§ EXTRACT PROVIDED

---------------

Every cloud has a silver lining. If there’s a positive to be found in those clouds that brought chaos to drilling last autumn, it’s been their impact on weed control.
Talking with BASF’s agronomy managers around the country it’s clear, where pre-ems were applied, they performed well. Where drilling was delayed, growers took the opportunity to spray off chitted weeds and gain further control. Only those that drilled but did not get to apply pre-ems have struggled to hold the line with grass-weeds.
Post-ems are a different story, with weather severely distributing applications and some products facing some robust weeds, performance has been more varied.
Despite the challenges, most crops are looking relatively clean, giving growers an opportunity to maintain or further reduce populations heading into the 2020-2021 season.
Harvest has started in Kent and Essex and though there have been reports of some big yields, I think that’s a special case. We’ll know more next week,” says Jonnie Dennis, BASF agronomy manager based in Kent
“Herbicide performance in cereals crops was really good. Black-grass and rye-grass populations are noticeably down on previous years, with fewer seed heads above the crop in June.”

---------------

Stored data entries
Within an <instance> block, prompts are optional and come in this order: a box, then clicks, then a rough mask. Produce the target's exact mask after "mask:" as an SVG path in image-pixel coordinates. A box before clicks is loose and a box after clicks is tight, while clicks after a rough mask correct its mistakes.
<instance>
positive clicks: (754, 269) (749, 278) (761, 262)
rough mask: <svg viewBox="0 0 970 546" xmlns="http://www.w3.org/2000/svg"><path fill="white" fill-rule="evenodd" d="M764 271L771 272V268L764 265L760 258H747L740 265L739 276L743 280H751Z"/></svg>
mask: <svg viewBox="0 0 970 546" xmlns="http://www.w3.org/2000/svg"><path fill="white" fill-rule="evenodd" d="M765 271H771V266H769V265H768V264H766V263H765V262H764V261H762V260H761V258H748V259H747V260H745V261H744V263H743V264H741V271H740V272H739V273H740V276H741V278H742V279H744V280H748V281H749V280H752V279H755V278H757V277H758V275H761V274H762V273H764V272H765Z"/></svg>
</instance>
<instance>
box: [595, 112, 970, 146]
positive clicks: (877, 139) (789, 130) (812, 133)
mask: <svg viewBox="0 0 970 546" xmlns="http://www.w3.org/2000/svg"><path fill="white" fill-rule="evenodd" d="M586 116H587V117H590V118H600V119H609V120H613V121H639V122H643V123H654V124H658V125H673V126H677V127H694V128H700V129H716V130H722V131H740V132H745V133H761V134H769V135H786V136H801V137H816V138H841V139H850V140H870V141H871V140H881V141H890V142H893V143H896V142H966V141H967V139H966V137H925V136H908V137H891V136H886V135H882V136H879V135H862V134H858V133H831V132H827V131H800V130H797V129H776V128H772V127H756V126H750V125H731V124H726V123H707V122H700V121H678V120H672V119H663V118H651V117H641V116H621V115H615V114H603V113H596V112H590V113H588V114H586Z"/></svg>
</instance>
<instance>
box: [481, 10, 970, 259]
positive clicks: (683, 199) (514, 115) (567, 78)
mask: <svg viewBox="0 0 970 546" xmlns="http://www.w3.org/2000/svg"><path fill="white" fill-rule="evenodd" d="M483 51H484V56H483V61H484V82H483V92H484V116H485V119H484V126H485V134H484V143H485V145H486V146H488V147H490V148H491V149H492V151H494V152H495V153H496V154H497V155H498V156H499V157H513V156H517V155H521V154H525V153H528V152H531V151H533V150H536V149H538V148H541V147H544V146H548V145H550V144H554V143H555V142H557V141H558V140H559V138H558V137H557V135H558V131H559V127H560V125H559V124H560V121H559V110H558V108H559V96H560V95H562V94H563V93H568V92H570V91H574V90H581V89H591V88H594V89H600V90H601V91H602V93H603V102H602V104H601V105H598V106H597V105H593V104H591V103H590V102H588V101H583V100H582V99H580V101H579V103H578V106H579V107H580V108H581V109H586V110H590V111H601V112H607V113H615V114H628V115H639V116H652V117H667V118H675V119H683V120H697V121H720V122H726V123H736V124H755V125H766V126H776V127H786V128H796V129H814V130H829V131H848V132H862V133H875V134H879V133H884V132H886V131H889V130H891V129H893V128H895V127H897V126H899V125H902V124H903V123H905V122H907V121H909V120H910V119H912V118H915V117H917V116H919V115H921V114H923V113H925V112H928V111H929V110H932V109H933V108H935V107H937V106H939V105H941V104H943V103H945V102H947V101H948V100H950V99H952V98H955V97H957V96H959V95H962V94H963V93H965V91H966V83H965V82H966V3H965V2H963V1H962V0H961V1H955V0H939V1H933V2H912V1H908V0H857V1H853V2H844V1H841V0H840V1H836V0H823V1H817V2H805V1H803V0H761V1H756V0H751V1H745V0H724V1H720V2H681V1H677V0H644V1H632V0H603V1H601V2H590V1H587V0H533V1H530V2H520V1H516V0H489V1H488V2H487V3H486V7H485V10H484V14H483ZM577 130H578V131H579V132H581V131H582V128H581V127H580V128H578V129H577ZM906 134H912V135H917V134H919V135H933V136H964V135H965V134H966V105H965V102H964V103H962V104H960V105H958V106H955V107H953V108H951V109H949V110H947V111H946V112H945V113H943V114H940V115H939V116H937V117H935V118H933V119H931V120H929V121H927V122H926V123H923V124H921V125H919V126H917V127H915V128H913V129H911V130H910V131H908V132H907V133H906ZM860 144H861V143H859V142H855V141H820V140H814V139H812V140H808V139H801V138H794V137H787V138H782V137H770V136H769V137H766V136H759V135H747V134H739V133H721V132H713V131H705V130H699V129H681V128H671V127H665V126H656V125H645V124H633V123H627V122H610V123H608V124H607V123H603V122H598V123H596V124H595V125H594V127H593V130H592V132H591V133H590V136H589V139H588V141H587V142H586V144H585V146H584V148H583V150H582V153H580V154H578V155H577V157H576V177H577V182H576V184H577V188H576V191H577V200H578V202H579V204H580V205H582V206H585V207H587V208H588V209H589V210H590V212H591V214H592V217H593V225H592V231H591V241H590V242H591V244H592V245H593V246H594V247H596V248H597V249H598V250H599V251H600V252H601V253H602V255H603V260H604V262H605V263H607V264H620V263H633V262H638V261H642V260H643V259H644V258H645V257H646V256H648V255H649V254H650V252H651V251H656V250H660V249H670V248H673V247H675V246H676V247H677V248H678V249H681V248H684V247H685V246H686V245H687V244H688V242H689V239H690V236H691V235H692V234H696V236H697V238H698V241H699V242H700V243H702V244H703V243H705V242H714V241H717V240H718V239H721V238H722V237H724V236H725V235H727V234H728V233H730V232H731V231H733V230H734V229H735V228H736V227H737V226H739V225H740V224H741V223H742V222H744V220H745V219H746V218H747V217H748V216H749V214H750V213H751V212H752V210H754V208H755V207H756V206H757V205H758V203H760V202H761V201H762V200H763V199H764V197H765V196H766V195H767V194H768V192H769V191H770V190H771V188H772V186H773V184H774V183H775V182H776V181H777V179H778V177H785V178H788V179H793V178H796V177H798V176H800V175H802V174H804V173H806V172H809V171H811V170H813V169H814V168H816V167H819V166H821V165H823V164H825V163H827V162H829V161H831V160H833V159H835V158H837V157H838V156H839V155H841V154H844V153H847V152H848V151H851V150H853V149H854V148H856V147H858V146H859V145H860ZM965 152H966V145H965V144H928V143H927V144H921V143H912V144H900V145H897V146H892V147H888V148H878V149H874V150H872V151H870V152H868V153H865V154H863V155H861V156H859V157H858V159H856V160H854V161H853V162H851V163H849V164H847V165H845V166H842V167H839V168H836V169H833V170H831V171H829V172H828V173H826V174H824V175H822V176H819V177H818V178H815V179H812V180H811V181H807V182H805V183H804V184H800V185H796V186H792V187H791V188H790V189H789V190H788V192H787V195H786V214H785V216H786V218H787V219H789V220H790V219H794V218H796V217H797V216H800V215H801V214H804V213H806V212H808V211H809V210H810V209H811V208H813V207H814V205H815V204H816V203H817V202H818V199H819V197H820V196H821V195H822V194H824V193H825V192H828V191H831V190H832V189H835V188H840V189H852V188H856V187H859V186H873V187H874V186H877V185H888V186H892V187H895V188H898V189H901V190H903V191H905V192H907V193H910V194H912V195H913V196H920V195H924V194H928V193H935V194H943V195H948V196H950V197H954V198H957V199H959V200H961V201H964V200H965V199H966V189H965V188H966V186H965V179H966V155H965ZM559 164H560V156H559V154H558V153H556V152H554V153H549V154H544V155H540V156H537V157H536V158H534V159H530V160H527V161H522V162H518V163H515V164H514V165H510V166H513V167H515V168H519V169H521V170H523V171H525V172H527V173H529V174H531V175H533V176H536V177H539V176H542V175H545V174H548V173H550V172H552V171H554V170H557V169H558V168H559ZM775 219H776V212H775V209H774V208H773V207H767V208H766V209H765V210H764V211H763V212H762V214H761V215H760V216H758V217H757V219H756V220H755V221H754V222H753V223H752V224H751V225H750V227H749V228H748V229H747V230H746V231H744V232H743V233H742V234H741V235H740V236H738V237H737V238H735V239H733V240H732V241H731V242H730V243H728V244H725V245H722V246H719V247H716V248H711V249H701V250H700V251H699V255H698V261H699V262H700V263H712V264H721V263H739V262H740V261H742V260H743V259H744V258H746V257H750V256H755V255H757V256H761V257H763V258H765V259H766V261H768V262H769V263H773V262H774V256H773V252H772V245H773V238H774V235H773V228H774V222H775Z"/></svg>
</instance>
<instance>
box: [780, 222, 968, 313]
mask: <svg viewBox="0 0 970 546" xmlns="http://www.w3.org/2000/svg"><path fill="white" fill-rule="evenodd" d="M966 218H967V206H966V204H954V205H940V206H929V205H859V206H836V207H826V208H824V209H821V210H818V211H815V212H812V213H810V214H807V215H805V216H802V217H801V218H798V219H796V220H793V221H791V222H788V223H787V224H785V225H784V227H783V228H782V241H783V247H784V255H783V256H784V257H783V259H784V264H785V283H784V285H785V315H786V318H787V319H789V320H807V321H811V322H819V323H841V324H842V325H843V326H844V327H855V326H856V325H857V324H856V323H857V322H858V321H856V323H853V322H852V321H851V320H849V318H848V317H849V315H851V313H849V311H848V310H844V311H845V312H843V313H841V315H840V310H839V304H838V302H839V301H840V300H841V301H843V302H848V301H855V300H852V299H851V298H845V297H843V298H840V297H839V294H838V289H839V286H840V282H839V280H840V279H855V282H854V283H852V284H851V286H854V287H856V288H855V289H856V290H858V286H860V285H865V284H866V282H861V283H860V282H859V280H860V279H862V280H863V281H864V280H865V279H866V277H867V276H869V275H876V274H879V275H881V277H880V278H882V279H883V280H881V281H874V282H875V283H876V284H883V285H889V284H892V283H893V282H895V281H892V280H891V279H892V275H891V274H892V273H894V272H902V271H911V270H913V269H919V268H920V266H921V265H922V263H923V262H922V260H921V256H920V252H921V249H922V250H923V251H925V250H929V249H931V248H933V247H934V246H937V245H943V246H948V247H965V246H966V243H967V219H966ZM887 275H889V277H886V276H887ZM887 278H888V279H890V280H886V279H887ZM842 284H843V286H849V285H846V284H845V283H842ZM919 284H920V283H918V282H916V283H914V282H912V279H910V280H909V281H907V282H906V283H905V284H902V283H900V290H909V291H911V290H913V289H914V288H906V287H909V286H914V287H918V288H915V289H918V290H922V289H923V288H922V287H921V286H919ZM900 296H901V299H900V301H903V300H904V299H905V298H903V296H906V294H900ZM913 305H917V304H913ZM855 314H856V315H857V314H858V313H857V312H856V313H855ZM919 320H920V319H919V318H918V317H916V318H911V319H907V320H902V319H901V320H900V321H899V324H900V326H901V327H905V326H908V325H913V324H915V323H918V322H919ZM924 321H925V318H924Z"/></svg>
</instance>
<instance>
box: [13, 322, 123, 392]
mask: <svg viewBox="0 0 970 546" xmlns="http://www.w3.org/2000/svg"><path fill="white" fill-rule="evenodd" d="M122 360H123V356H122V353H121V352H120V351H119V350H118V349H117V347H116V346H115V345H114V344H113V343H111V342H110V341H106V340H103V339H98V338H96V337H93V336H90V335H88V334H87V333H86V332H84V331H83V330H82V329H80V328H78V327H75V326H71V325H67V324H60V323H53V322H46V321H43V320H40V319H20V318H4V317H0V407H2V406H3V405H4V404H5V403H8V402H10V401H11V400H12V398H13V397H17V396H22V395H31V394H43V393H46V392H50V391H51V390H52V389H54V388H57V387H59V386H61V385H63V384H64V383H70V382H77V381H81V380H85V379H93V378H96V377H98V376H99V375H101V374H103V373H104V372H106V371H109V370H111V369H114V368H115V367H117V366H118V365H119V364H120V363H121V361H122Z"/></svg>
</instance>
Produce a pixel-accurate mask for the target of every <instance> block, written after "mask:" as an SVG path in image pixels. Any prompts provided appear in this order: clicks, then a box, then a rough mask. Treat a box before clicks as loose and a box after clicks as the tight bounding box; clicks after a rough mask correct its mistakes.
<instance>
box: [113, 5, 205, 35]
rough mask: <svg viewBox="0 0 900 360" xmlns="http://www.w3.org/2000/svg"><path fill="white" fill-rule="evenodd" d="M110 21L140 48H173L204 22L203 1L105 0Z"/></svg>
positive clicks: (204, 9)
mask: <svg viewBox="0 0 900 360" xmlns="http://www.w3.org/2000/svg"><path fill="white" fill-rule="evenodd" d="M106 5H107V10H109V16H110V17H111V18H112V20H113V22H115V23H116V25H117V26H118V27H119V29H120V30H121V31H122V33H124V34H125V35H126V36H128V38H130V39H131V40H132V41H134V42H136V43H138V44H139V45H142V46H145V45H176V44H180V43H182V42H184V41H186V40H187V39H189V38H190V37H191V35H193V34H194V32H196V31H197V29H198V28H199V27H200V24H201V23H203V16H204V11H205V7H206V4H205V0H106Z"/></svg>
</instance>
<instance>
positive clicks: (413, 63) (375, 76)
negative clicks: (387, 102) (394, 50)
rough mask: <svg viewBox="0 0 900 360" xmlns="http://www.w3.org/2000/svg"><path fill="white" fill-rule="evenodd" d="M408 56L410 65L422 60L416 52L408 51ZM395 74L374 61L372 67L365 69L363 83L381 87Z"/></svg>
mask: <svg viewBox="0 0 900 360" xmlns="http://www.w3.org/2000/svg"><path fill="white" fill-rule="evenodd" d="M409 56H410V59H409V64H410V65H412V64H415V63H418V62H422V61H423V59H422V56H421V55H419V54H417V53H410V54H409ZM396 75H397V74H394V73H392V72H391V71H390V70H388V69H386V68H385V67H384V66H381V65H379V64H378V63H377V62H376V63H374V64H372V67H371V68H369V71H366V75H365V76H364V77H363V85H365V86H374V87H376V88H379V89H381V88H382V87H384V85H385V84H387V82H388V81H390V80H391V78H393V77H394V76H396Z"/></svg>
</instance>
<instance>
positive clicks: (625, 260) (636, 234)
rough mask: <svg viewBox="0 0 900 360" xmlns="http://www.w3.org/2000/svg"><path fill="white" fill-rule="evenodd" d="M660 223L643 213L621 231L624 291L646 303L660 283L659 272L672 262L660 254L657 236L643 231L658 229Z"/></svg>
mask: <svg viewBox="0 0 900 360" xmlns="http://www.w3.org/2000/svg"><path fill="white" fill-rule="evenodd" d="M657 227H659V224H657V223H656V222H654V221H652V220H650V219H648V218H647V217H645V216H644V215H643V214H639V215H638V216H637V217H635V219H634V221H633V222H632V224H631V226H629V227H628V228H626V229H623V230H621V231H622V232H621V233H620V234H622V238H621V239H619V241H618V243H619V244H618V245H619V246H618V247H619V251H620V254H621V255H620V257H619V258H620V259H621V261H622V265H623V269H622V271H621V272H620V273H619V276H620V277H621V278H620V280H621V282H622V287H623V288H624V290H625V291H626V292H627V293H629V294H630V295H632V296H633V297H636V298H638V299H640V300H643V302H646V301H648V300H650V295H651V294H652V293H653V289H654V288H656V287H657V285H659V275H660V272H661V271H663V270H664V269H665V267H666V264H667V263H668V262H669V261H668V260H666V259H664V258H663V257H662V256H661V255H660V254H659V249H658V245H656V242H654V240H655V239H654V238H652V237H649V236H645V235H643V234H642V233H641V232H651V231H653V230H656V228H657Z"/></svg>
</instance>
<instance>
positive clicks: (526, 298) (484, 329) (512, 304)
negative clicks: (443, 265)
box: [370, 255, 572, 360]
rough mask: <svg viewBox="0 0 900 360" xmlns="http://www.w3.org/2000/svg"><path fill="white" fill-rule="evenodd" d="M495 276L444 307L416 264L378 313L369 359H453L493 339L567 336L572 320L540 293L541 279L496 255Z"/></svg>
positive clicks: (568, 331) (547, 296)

---------------

§ ASSIGNMENT A
Reproduce the passage of the weed-control article from "Every cloud has" up to and including "on weed control.".
§ ASSIGNMENT B
Write what follows in the weed-control article, beginning after its last sentence.
The records play no part in the work that comes next.

§ ANSWER BOX A
Every cloud has a silver lining. If there’s a positive to be found in those clouds that brought chaos to drilling last autumn, it’s been their impact on weed control.

§ ANSWER BOX B
“Many growers didn’t want to start drilling until mid-October for black- and rye-grass control but this proved impossible in many cases,” he says. “Anything established from October onwards was put into poor, waterlogged seedbeds. These crops didn’t tiller well and head counts are lower as a result.”
“Anyone with a bad black-grass problem was waiting to drill, which didn’t happen, forcing them into sowing spring crops. While this is frustrating, it has meant better control,” acknowledges Mr Dennis.
“Many chose spring barley or spring wheat and both look ok. The rain late April saved a lot of these crops. But because of the dry weather, most growers didn’t put a pre-em on; the weed burden is higher than you’d expect in a spring crop.”
North West & Yorkshire
Further north, winter wheat has improved as the season’s progressed. “More rain late spring/early summer has helped crops green up and given a bit of hope for reasonable yields,” says Mathew Barnes, BASF agronomy manager for the North West and Yorkshire. “Most are on the turn now, though there was huge variance in drilling date so harvest is likely to be prolonged.”
“In general, weed control has been adequate in many cereal crops lucky enough to see a whiff of chemistry”. The major issue has been a result of the wet laying soil overwinter. While it improved herbicide performance in some circumstances, it’s given crops a hard time. We’ve had late germinating wild oats, and reports of groundsel and shepherds purse coming now, which is nuisance as it’s too late to treat them.”
“With all post-emergence applications going on in spring applications – there’s variable performance to say least. We’ve at lot of black-grass hiding below the canopy.”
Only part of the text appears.